• _Problem details_
Could you carry on the forum thread about Showcase phones from its final line?

• _Text passage_
▽

# Question about Showcase



## NGE42 (Mar 22, 2012)

Are the cspire, ntelos, alltel and us cellular showcases considered "generic cdma" showcases? I can't get a real straight answer with google. I know my battery says vzw after the serial number, but on the phone itself under the battety, it lists as an i500a.


----------



## larryp1962 (Aug 31, 2011)

C spire and us cellular are NOT generic Ibeleive alltel isnt generic either

ntelos is generic


----------



## NGE42 (Mar 22, 2012)

Hmm ok. Thanks for the info.


----------



## JWnSC (Jul 20, 2011)

One way to tell is, the notification pulldown will say "HOME" on a generic showcase.

Sent from my SCH-I500 using RootzWiki


----------



## NGE42 (Mar 22, 2012)

△

• _Items stored from a collection_
▽

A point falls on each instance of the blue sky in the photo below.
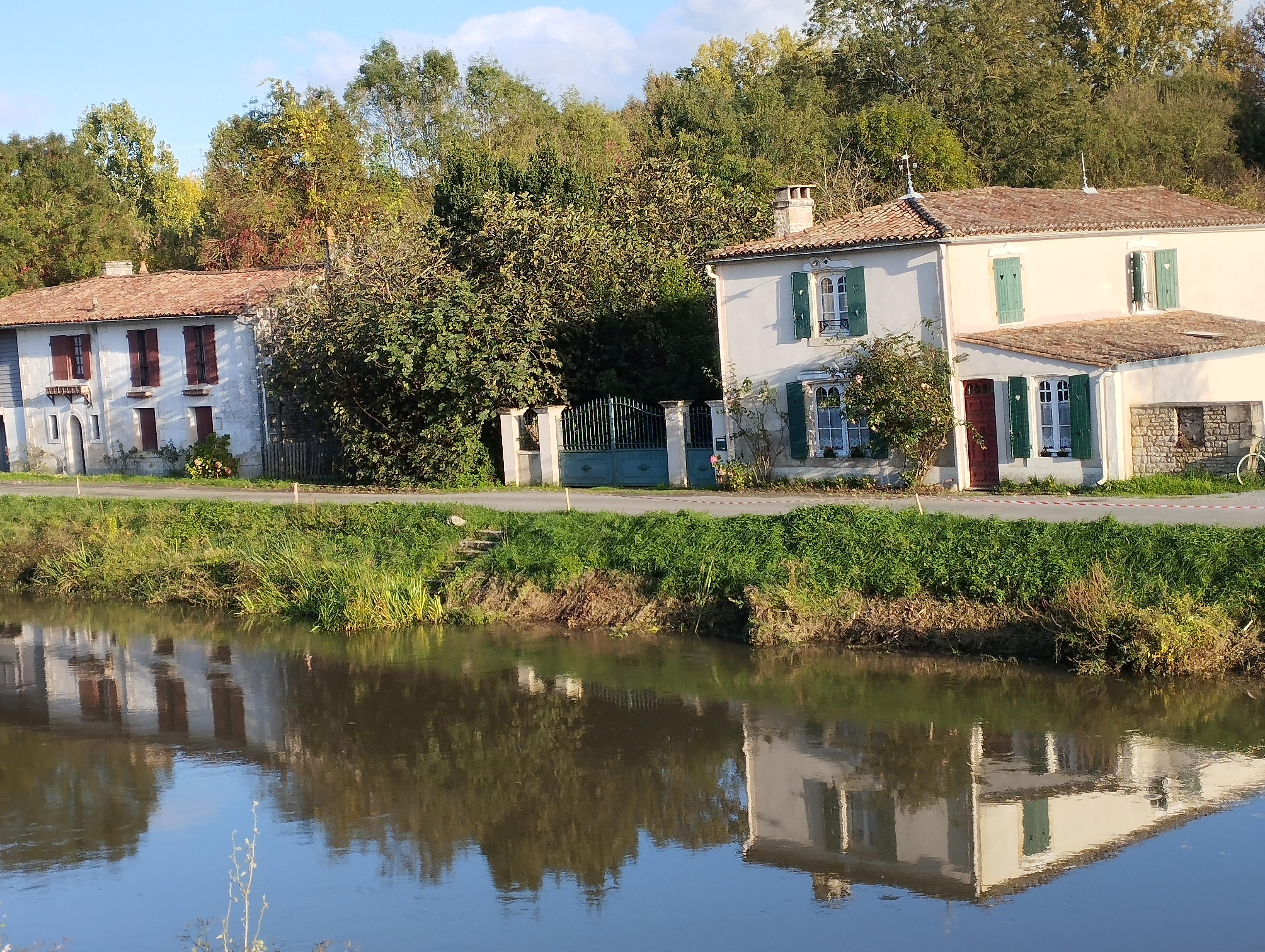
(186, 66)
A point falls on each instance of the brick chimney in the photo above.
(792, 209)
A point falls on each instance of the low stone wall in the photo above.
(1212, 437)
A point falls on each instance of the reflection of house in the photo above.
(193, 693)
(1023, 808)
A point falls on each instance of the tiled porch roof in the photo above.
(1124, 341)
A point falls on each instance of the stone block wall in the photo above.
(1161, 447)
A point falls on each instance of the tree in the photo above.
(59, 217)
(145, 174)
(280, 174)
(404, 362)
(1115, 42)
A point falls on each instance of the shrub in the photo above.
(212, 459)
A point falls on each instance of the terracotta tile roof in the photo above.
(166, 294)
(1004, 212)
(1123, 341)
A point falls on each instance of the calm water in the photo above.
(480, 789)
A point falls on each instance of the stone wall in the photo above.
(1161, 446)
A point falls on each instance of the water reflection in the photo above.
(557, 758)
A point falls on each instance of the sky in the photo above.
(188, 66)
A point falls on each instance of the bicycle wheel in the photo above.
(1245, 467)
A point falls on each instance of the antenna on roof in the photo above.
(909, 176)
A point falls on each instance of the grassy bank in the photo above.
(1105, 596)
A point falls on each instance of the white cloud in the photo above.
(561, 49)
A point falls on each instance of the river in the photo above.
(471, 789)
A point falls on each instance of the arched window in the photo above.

△

• _Exercise output_
Well, then Alltel has generic Showcases apparently  Does this help or hinder in installing roms? Or just make it a pain in the butt tracking down stuff to fix bricks?


----------



## JWnSC (Jul 20, 2011)

Thats just one way, check the build prop also to see if you see this line " ro.product.brand=acg".

Sent from my SCH-I500 using RootzWiki


----------



## NGE42 (Mar 22, 2012)

Looks like we are batting 1000, build.prop shows that exact line. Okie dokie, thanks for the info.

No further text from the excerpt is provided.